▶ **PETUNJUK**
Kembalikan setiap baris dari semua catatan di bawah ini tanpa mengubah apa pun. Jangan sertakan gambarnya dalam jawaban.

== INFORMASI YANG DIBERIKAN

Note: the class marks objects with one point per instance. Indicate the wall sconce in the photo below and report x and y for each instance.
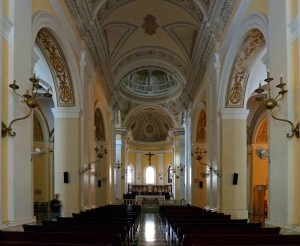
(178, 170)
(118, 165)
(101, 151)
(161, 175)
(270, 103)
(199, 156)
(100, 154)
(29, 99)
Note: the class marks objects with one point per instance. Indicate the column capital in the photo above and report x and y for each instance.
(234, 114)
(63, 112)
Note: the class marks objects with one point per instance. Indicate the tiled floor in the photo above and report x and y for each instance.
(149, 232)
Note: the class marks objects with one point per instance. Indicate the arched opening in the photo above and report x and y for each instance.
(150, 175)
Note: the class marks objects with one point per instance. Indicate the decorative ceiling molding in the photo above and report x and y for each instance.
(150, 25)
(58, 67)
(190, 7)
(116, 35)
(250, 47)
(156, 53)
(149, 123)
(185, 35)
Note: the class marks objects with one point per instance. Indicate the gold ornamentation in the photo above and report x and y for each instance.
(58, 66)
(247, 53)
(150, 25)
(201, 133)
(262, 133)
(98, 121)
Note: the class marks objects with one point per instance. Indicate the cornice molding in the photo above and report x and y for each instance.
(67, 113)
(293, 28)
(234, 114)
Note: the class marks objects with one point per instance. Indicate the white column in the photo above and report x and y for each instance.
(18, 200)
(118, 184)
(161, 170)
(283, 181)
(188, 161)
(138, 171)
(67, 158)
(234, 160)
(1, 79)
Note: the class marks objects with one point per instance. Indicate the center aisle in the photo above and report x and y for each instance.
(149, 232)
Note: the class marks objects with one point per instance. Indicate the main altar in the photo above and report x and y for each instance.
(158, 192)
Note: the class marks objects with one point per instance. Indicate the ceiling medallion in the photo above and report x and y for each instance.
(150, 25)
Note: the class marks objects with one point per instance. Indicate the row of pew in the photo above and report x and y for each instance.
(192, 226)
(113, 225)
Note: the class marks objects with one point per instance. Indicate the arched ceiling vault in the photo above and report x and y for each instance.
(151, 55)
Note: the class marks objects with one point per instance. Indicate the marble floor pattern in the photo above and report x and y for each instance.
(149, 232)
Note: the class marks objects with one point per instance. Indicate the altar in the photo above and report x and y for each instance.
(149, 200)
(149, 197)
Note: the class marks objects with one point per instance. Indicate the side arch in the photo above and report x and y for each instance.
(256, 21)
(45, 21)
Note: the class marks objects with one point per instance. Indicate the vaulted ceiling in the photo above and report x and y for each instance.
(151, 55)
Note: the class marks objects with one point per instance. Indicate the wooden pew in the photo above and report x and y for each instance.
(100, 229)
(241, 239)
(113, 239)
(238, 230)
(70, 222)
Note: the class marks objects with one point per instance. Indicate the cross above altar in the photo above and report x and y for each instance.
(150, 155)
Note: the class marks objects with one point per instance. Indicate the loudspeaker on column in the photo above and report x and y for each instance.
(235, 178)
(66, 177)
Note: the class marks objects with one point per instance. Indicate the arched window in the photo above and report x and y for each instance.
(150, 175)
(170, 174)
(130, 173)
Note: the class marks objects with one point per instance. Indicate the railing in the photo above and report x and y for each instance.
(149, 89)
(171, 202)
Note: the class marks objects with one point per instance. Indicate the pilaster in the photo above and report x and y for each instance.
(234, 160)
(67, 158)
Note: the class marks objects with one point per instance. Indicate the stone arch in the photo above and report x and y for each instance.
(58, 66)
(56, 48)
(201, 127)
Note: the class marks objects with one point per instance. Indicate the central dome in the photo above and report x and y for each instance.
(150, 83)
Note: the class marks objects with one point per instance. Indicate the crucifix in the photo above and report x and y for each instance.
(150, 155)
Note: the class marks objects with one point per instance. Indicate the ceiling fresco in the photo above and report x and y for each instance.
(151, 55)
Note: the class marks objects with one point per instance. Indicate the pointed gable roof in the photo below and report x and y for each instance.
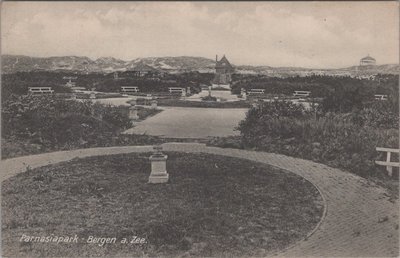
(223, 63)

====

▶ **HASIL TUGAS INI**
Note: the class marks objects with one point per instance. Indicate the wall sconce in the photo below and report x and y for each instance.
(178, 170)
(118, 165)
(101, 151)
(161, 175)
(270, 103)
(199, 156)
(100, 154)
(29, 99)
Note: the class marks objects with one point per instance. Indicate the column capital in the photo above and report x and y for each instance.
(234, 114)
(63, 112)
Note: the class marks objects with one point per instance. Indicate the tiled floor in the photo above and report x and y for each instance.
(149, 232)
Note: the class marks objects with one point per instance. Indicate the arched opening in the photo above and report x and y for each instance.
(150, 175)
Note: the class marks objects with one point per instance. Indicate the decorative ceiling molding in the photo above and report x and y for each instance.
(150, 25)
(58, 67)
(190, 7)
(116, 35)
(250, 47)
(156, 53)
(149, 123)
(185, 35)
Note: the class marks objects with one point per instance. Indicate the gold ornamentation in the photo above and report x and y for each instance.
(58, 66)
(247, 53)
(150, 25)
(201, 133)
(262, 133)
(98, 121)
Note: the class marks objects with one point per instance. Indicate the cornice molding in the photo above and report x and y for each instance.
(67, 113)
(293, 28)
(234, 114)
Note: the class marks objects with one point per instance. Indicate the white column in the photo above and report x and y for each instance.
(18, 200)
(118, 184)
(161, 170)
(283, 181)
(188, 161)
(138, 171)
(67, 158)
(234, 160)
(1, 79)
Note: the class marks objects with one point per instance. Indicate the center aisle in the photo above and report x and y for each instance.
(149, 232)
Note: the class marks objects with one point per instance. Indicate the main altar in the photo above and report x and y for each instance.
(158, 192)
Note: the class marks objects with one point per instance. Indicate the ceiling medallion in the photo above and report x and y for each instance.
(150, 25)
Note: the class marks objects with one point per instance. Indicate the row of pew in the photo above and report x and y for each instance.
(192, 226)
(113, 225)
Note: the class marks objects with one point per instance. Indicate the arched ceiling vault in the photo above and report x and y for each instance.
(151, 55)
Note: the class marks objects with one point per instance. Indicate the marble floor pattern in the photo above and report x and y for each instance.
(149, 232)
Note: the class marks objects with one point per instance. Indicate the altar in the photo above and report x and y for each instance.
(149, 200)
(149, 197)
Note: the class marks objects with one point per instance. Indicate the side arch in the photo above and report x and y for each instance.
(256, 21)
(45, 21)
Note: the class marks objects with one point per instance. Indicate the vaulted ceiling in the photo above and report x and y for each instance.
(151, 55)
Note: the class marks objects with one point per instance. Indicate the wooden pew in the photo above and report x and y for each instance.
(100, 229)
(241, 239)
(113, 239)
(238, 230)
(70, 222)
Note: the class marks objects with one point per instance. Indicate the cross above altar in the photo above and report x and y for each instance.
(150, 155)
Note: the class marks objects with one point per instance. Indicate the loudspeaker on column in the photo above and report x and y for each instance.
(235, 178)
(66, 177)
Note: the class marks objects with one point per instance. Indicate the arched window in the photo above and report x and y for each instance.
(150, 175)
(170, 174)
(130, 173)
Note: the class marks objects with one point per instance. Indicate the railing in the photo above and report x and y for each instance.
(149, 89)
(171, 202)
Note: the class marks objects with one point per instance. Indicate the pilaster in the photo above and report x and y for each instance.
(234, 160)
(67, 158)
Note: the class marks objects with one point per instance. Indicate the stone arch in the photo above and report x and y for each instance.
(58, 66)
(56, 48)
(201, 127)
Note: the class marks objects with one point per instance. Indicate the central dome in the photo above and report x and y for each instance.
(150, 83)
Note: the class marks objects with one point per instance. Indicate the crucifix in the photo above and report x and y for each instance.
(150, 155)
Note: the class marks objects with one point per instance. Indicate the ceiling fresco in the photo above and report x and y for each instance.
(151, 55)
Note: the class marks objects with one point per instance. Indicate the pointed gable roof in the photo below and report x and y for each instance.
(223, 63)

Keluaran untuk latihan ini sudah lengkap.